Reproduce every line of the records below, requests included, increasing each coordinate in the answer points by 24 while leaving the numbers in the requests and their format samples unchanged. Omit the pictures from your answer.

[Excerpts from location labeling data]
▶
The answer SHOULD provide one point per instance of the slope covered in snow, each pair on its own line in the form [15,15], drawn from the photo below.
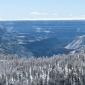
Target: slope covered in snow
[77,43]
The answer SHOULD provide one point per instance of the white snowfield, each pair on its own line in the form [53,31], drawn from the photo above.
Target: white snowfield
[77,43]
[56,70]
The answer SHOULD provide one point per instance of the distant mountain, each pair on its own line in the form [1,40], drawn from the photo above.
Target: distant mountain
[77,45]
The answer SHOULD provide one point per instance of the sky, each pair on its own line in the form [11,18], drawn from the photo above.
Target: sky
[42,9]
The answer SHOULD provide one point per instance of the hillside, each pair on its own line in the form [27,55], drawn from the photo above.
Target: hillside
[57,70]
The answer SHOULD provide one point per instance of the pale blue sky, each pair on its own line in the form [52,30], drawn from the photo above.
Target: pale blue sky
[42,9]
◀
Response to the exercise »
The answer SHOULD provide one point per instance of the slope covered in snow, each pair on its own line in the form [15,15], drawn from the photo below.
Target: slope covered in snow
[101,67]
The answer SHOULD provide one point per instance of the white snowfield, each pair on its own line in the form [53,31], drawn from the photo above.
Target: white snowfield
[101,67]
[80,94]
The answer SHOULD provide one point per instance of the distant mountain, each pair on its own line in the form [1,40], drawn from the photo above.
Target: distant mountain
[101,69]
The answer SHOULD provide one point per instance of the sky, each pair on its own line in the form [11,18], drawn from the photo above.
Target: sky
[66,33]
The answer SHOULD provide one point per instance of the hillside, each pair on its own line in the form [27,55], drawn from the photo above.
Target: hillside
[81,94]
The answer SHOULD provide one point per instance of the pale blue sky, each pair on its own line in the form [52,30], drawn from the photo above.
Target: pale blue sky
[66,33]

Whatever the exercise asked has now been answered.